### WORKING DATA
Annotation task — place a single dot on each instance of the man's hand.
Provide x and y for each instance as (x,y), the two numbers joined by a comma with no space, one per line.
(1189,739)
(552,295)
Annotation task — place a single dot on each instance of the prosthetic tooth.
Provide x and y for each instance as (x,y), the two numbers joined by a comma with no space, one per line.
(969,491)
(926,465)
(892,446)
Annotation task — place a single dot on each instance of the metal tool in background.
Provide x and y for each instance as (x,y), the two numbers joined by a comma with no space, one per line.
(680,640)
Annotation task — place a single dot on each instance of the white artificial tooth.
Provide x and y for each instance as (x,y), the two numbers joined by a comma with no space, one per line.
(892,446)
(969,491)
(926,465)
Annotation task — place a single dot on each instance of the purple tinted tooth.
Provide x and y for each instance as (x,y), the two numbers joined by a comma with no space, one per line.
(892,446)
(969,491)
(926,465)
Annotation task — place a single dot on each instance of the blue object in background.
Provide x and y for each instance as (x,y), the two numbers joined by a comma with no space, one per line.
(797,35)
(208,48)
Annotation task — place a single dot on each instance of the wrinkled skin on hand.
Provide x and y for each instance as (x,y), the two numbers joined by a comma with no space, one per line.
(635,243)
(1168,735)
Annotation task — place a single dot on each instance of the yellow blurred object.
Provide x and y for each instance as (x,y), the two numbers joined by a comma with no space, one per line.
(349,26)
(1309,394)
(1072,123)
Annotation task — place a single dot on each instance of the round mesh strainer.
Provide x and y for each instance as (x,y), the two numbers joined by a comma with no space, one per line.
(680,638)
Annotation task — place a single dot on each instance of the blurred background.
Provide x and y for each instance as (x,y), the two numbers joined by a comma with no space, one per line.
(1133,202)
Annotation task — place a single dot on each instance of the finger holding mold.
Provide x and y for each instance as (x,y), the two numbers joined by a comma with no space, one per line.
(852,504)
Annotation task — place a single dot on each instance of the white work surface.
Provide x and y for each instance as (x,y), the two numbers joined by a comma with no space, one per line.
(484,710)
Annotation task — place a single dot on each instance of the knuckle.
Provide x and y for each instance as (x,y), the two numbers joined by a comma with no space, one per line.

### ACTIVITY
Take the stretch of lines above from the one containing "round mesh strainer." through the one containing "the blurred background." and repeat it exactly, adding no other line.

### OUTPUT BELOW
Annotation task — place a single dot on each instance of the round mesh strainer.
Provide x and y for each instance as (x,y), the two numbers joined by a comma with no space, one per line.
(680,638)
Annotation task — place a single dot on each instance of the blurred background.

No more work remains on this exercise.